* _PROBLEM 1_: Repeat the rows below, from their start down to the line containing "column 937, row 378", and leave the pictures out of your answer.

* _DOCUMENT SECTION_:
- - - - - - -
Brendan
Cooley

I am currently Senior Data Scientist at Big League Advance. I received my Ph.D. in Politics at Princeton University in 2020. My dissertation, “Trade Policy in the Shadow of Power,” studied how military coercion affects the structure of the international economy – where economic activity is located and who trades with whom. In another line of research, I study exchange and violence in black markets. At Princeton, I taught the Politics Department’s summer math course for incoming graduate students, along with Daniel Gibbs. Before starting graduate school, I worked at the Center for Strategic and Budgetary Assessments in Washington D.C. and studied Political Science and Peace, War, & Defense at the University of North Carolina at Chapel Hill.

GitHub     Twitter

CV    

Research

Dissertation

  • Trade Policy in the Shadow of Power: Theory and Evidence on Economic Openness and Coercive Diplomacy

Introduction     Slides

Working Papers

  • Trade Policy in the Shadow of Power: Quantifying Military Coercion in the International System

Last updated 28 July 2020.
- - - - - - -
[A block of data]
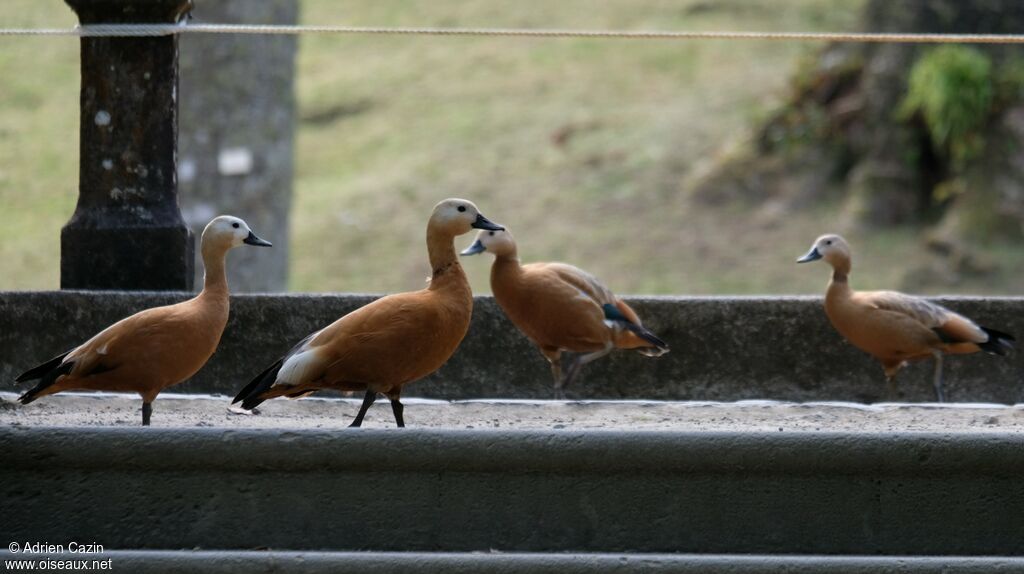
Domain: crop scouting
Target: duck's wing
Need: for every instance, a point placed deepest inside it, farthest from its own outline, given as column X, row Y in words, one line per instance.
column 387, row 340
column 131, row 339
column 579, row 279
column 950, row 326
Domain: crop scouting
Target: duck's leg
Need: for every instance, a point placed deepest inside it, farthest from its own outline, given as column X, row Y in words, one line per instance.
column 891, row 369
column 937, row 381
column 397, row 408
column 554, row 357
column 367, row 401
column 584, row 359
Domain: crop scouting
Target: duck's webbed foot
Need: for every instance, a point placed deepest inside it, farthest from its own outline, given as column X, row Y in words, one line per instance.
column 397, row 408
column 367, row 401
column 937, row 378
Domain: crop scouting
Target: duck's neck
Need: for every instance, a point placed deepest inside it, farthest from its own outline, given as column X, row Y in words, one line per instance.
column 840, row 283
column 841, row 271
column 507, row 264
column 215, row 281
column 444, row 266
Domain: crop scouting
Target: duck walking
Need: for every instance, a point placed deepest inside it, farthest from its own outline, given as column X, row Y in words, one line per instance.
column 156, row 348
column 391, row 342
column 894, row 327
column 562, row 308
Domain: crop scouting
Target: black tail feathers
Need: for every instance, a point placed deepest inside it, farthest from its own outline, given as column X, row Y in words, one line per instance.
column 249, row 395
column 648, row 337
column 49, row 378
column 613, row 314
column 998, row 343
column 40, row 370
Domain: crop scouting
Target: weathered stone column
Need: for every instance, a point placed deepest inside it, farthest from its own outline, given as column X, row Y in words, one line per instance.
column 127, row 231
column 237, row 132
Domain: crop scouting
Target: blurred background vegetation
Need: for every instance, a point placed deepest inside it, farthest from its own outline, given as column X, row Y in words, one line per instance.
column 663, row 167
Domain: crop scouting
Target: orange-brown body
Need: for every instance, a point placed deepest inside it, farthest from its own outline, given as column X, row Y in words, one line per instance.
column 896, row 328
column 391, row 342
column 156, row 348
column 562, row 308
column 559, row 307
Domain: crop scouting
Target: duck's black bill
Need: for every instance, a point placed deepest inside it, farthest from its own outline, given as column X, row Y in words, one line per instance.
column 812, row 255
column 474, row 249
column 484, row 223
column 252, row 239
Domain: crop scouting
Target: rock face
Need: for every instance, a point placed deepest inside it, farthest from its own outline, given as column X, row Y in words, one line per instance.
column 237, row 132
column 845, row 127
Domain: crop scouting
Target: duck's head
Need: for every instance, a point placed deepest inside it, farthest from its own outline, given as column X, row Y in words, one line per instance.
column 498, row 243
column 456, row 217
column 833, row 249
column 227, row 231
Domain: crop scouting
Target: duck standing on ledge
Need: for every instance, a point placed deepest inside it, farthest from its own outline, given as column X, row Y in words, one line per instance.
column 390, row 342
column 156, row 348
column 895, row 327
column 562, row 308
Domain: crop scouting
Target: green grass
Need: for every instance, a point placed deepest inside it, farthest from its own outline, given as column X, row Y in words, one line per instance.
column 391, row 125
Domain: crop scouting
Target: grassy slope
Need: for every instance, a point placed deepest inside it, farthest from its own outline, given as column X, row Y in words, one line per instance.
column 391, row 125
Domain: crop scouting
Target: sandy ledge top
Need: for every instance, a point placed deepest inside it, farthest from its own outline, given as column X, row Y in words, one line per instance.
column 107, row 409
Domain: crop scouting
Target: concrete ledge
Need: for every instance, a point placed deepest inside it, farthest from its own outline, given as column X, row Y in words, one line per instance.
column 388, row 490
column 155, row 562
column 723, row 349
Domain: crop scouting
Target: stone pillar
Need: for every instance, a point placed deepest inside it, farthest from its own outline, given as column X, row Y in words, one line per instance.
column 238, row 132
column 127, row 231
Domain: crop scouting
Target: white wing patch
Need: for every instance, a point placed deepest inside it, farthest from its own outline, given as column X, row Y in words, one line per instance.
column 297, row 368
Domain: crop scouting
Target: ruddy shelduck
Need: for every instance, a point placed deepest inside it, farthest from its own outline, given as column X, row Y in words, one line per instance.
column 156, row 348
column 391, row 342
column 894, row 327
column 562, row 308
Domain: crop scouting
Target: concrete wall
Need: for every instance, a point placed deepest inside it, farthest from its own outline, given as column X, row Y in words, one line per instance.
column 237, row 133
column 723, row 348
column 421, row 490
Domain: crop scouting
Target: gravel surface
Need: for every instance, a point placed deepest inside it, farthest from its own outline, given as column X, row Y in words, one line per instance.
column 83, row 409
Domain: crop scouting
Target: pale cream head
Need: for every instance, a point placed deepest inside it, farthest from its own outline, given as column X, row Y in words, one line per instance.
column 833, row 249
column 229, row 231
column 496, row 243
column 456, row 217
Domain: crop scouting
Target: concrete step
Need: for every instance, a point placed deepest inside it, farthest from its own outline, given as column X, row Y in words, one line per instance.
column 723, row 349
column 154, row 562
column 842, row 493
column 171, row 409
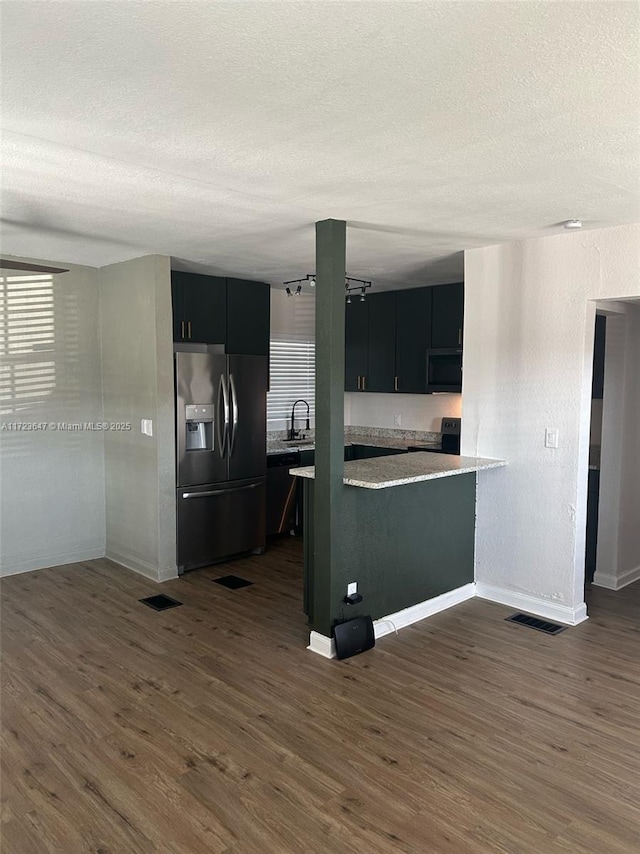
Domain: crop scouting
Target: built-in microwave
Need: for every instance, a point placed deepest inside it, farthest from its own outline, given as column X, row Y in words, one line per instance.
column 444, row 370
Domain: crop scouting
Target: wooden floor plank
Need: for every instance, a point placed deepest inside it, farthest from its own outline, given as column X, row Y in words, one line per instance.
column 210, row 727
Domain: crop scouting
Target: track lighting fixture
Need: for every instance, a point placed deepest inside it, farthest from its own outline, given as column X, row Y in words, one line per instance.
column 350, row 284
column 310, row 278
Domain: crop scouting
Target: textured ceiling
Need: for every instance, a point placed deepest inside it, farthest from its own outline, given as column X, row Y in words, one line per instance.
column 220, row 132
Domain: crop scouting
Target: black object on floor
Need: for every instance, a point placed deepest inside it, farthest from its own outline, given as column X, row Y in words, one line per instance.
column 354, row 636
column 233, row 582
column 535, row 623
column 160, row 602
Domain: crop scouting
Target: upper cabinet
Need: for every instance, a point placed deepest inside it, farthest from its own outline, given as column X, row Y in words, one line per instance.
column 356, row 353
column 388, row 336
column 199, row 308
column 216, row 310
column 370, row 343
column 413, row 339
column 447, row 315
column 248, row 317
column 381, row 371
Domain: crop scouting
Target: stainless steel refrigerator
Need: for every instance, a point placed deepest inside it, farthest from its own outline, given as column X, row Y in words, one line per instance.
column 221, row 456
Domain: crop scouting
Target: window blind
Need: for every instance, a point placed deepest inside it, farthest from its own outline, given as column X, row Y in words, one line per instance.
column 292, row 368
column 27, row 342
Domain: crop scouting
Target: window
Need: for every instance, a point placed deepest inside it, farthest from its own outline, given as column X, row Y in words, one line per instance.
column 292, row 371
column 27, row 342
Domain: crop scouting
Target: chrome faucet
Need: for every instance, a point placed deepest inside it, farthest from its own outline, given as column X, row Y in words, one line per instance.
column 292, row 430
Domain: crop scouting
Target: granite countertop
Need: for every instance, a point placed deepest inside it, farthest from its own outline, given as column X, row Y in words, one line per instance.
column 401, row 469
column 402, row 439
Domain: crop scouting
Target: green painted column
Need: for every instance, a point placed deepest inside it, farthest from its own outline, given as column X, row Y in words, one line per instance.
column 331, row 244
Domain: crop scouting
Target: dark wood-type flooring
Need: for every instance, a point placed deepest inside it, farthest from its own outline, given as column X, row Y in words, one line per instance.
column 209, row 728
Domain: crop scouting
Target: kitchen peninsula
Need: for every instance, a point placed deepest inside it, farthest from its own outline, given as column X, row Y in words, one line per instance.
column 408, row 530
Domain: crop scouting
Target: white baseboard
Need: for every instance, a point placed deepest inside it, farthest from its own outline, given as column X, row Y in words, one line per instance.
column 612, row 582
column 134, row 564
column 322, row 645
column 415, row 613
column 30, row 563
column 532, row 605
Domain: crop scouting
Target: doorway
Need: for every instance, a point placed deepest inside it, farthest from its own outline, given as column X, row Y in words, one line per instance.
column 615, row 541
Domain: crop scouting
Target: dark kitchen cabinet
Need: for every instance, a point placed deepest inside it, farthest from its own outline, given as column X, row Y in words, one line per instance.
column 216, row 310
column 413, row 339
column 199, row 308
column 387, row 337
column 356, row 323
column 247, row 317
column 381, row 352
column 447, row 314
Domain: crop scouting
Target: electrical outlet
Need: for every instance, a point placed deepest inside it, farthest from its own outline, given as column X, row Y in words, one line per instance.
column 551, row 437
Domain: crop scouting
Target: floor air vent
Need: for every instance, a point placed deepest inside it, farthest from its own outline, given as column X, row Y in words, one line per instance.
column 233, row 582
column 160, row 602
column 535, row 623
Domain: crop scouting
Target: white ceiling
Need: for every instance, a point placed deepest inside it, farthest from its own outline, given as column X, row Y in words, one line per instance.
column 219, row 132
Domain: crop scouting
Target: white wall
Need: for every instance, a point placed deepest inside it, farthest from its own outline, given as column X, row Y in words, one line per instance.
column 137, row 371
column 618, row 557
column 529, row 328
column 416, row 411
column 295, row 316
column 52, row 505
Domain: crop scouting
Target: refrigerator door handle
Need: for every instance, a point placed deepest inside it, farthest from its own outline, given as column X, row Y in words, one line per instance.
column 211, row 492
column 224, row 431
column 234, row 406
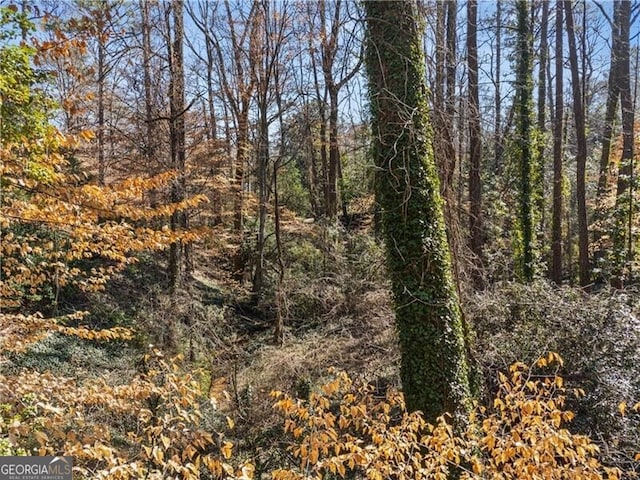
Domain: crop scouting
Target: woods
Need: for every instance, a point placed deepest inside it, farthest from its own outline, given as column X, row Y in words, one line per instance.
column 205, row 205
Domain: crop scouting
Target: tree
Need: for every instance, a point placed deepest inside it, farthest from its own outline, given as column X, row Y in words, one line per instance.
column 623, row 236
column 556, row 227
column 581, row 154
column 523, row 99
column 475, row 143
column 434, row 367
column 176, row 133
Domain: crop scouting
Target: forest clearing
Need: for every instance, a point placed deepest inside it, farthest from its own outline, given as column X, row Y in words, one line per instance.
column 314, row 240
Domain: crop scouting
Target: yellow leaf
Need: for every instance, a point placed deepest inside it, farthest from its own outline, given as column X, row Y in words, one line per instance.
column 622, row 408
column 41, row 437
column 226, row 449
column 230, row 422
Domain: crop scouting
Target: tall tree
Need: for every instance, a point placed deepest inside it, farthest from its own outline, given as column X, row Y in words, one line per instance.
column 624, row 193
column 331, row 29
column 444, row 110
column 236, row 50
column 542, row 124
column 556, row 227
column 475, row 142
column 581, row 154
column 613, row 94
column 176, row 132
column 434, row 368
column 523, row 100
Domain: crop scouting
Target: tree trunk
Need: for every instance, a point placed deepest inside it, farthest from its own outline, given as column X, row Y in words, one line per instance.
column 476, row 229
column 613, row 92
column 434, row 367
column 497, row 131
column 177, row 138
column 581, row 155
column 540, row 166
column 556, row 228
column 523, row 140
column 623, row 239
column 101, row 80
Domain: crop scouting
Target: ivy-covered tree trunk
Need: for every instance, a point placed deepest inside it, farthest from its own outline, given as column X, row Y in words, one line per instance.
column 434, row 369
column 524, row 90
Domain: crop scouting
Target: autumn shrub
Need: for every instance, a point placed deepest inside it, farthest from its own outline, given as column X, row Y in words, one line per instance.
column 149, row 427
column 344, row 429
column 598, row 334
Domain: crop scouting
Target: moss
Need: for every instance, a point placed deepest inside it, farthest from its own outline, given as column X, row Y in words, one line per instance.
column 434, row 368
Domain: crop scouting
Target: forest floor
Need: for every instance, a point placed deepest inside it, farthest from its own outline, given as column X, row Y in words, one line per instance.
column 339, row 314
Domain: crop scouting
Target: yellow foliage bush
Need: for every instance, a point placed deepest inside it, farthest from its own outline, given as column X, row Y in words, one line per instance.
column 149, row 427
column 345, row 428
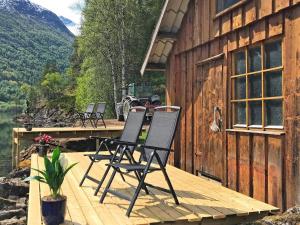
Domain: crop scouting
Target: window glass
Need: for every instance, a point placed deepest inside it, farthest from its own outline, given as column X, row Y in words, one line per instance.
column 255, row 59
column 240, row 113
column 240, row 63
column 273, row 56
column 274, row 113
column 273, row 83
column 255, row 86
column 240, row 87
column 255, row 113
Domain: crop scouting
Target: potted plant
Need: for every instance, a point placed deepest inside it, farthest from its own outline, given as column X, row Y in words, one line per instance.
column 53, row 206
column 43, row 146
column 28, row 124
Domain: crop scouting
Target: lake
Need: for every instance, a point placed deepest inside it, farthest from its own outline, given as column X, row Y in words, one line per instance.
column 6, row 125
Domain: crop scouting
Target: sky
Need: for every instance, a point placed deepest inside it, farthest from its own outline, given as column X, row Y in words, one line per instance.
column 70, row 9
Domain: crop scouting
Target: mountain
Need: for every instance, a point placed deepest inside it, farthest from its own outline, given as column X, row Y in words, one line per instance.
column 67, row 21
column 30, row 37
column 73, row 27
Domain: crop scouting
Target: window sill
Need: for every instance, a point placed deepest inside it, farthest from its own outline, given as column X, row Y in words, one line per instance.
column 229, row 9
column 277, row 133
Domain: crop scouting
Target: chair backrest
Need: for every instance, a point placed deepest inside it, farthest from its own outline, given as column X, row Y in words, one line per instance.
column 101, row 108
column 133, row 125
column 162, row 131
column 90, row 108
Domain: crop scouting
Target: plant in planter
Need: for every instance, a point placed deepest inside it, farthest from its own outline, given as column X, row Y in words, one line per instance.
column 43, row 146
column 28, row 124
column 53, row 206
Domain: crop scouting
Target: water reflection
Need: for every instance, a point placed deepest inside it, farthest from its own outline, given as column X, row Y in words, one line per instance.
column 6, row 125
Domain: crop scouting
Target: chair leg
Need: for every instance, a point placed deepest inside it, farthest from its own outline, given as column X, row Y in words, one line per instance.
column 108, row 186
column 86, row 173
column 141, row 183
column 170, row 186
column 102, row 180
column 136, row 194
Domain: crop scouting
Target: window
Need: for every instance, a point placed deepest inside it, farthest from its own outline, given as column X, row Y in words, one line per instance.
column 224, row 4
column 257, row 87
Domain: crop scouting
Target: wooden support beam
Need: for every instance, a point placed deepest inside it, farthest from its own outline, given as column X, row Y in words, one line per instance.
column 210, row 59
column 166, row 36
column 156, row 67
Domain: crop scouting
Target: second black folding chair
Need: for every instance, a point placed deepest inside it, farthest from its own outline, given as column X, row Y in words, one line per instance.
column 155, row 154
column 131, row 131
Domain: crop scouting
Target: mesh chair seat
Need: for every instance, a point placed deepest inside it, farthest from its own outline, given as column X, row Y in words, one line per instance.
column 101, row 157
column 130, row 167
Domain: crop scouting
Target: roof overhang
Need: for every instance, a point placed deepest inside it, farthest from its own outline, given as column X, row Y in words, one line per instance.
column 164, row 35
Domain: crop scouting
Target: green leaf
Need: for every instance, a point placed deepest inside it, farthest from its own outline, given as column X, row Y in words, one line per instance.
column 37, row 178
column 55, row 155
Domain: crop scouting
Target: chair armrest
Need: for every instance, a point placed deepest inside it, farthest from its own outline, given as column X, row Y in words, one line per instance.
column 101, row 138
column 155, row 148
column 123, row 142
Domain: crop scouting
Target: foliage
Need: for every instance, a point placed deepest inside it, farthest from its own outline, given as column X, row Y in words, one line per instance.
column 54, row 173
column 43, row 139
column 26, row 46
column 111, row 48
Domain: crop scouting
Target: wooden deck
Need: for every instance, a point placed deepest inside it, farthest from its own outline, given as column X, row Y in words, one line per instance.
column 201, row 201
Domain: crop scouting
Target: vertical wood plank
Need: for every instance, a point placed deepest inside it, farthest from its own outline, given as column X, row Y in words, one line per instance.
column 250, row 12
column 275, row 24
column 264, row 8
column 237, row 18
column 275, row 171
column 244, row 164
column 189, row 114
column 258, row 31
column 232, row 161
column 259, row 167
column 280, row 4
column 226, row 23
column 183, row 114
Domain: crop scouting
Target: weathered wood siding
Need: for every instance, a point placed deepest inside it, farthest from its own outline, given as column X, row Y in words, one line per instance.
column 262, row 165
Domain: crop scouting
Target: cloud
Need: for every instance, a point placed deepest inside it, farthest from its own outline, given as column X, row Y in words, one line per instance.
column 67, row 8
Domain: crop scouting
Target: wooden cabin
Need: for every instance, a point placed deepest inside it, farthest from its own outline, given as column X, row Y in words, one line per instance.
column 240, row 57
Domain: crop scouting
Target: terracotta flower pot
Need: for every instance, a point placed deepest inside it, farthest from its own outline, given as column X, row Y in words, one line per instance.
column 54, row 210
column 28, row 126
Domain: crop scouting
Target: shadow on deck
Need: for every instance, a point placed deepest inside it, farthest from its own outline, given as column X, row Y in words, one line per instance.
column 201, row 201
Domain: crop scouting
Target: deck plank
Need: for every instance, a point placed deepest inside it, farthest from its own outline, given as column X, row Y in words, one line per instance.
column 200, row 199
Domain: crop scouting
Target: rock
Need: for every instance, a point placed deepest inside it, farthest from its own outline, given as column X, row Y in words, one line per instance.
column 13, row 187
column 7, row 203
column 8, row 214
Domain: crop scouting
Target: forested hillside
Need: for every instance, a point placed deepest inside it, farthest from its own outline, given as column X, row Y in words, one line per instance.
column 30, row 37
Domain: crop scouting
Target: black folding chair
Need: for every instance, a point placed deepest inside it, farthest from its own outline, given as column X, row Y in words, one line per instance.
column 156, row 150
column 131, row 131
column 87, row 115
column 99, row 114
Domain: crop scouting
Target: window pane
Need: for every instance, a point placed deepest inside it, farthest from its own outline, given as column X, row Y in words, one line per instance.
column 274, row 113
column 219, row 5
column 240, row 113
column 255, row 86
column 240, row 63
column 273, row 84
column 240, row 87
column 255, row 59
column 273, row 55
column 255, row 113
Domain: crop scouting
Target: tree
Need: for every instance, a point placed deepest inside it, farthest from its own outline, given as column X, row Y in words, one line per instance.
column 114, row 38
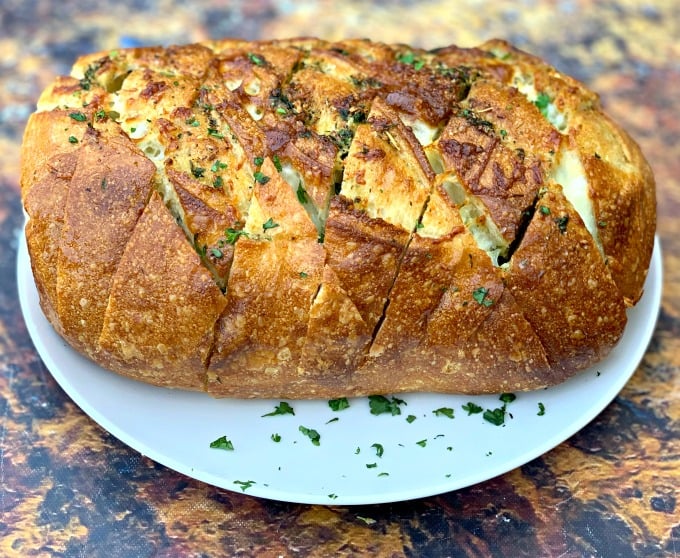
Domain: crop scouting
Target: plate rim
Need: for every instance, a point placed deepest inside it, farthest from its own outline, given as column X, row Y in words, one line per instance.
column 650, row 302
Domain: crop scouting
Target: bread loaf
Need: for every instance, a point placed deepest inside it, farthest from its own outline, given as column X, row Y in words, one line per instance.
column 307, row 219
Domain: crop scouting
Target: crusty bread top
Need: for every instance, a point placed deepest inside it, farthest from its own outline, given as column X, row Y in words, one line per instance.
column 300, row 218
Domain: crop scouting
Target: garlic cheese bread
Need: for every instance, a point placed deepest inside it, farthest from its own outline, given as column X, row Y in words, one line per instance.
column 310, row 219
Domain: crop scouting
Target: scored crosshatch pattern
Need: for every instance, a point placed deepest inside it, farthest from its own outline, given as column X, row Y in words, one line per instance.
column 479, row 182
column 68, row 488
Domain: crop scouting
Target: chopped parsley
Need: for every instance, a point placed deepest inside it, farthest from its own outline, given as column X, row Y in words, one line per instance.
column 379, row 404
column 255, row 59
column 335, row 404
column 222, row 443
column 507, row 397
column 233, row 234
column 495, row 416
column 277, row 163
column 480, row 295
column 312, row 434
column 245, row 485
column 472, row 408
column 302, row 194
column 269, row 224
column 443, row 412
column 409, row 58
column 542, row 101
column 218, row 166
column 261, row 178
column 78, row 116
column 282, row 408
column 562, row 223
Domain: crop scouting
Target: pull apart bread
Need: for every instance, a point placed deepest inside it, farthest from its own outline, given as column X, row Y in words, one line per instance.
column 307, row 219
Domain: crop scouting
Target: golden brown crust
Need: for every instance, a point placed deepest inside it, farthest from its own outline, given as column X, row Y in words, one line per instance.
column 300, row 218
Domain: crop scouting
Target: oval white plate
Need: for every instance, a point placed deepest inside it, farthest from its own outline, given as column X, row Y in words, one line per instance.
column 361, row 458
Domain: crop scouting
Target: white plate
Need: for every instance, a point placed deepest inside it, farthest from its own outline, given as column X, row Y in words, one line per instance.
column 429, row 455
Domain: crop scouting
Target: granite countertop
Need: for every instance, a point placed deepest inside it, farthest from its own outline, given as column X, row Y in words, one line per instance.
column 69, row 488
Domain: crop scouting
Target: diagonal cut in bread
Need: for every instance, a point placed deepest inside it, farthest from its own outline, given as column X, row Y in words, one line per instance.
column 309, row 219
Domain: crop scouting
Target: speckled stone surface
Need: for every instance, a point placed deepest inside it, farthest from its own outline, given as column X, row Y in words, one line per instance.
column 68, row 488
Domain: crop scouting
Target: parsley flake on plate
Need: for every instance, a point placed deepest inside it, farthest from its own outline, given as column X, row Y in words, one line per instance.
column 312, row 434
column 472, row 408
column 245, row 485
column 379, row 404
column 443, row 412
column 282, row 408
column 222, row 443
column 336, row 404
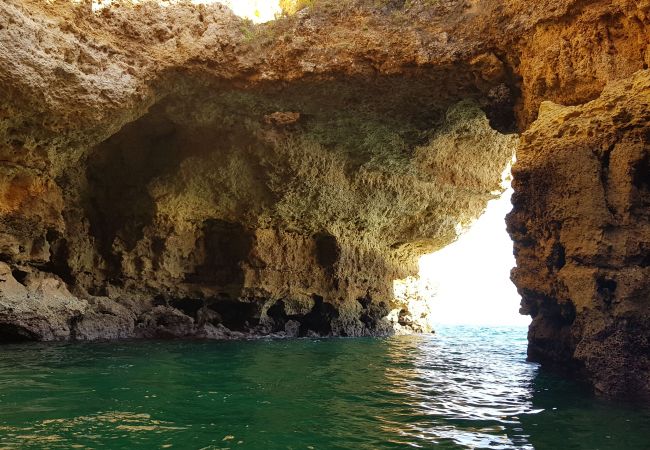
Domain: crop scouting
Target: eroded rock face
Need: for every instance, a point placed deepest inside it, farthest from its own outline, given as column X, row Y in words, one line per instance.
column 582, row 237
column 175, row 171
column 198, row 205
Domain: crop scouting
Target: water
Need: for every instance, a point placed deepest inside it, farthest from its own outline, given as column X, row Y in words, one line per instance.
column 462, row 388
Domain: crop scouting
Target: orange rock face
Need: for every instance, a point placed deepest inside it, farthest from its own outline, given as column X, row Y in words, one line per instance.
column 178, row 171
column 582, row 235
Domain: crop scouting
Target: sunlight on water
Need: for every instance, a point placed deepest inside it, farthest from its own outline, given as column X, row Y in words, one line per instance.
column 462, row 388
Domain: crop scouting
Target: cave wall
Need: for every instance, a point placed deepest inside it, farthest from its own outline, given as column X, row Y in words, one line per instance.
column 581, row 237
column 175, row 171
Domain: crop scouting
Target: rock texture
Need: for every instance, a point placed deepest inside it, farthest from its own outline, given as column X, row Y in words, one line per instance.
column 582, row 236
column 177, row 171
- - - - - - -
* _PROBLEM 2_: Reproduce the profile above word for word, from "I am currently" down to "at Chapel Hill.".

* _COMPLETE ANSWER 1_:
Domain: crop scouting
Target: duck's wing
Need: for every instance, a point placed deepest inside it, farthest from its own outline, given as column X, row Y in words, one line per instance.
column 387, row 340
column 131, row 339
column 579, row 279
column 950, row 326
Domain: crop scouting
Target: duck's leg
Need: for every instance, a point placed deepest inside it, farthest from its own outline, given as column X, row Y in words, one line per instance.
column 891, row 369
column 937, row 381
column 397, row 408
column 554, row 357
column 367, row 401
column 584, row 359
Domain: crop scouting
Target: duck's webbed foot
Need: for every instance, a point placed deepest inside it, farthest from its own outline, given as column X, row Y in words, one line per instance.
column 397, row 408
column 367, row 401
column 937, row 378

* _COMPLETE ANSWER 2_:
I am currently Senior Data Scientist at Big League Advance. I received my Ph.D. in Politics at Princeton University in 2020. My dissertation, “Trade Policy in the Shadow of Power,” studied how military coercion affects the structure of the international economy – where economic activity is located and who trades with whom. In another line of research, I study exchange and violence in black markets. At Princeton, I taught the Politics Department’s summer math course for incoming graduate students, along with Daniel Gibbs. Before starting graduate school, I worked at the Center for Strategic and Budgetary Assessments in Washington D.C. and studied Political Science and Peace, War, & Defense at the University of North Carolina at Chapel Hill.